Region labeling items

▼▼▼

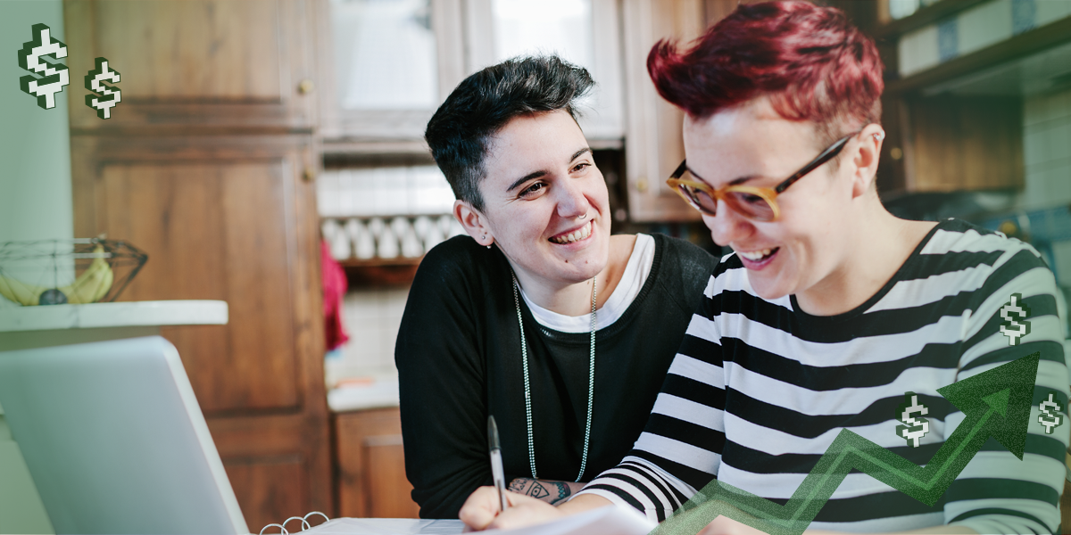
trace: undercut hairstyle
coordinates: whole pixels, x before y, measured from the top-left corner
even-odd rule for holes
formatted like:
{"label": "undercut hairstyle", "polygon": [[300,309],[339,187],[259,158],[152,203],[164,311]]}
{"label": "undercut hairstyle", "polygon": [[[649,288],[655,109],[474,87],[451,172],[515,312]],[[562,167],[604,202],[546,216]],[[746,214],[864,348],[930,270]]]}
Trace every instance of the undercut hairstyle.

▲▲▲

Please update the items by replacing every "undercut hairstyle" with "buzz cut", keeping all else unchanged, and leave the pictures out of your answer.

__Response to the exercise__
trace: buzz cut
coordinates: whole pixels, x before y, measured from the top-left corner
even-odd rule for holes
formatted like:
{"label": "buzz cut", "polygon": [[300,309],[339,187],[259,158],[152,203],[164,311]]}
{"label": "buzz cut", "polygon": [[[649,288],[655,109],[474,87],[451,172],[515,312]],[[562,167],[604,202],[546,216]],[[746,214],[864,348],[930,270]]]}
Trace every instance of the buzz cut.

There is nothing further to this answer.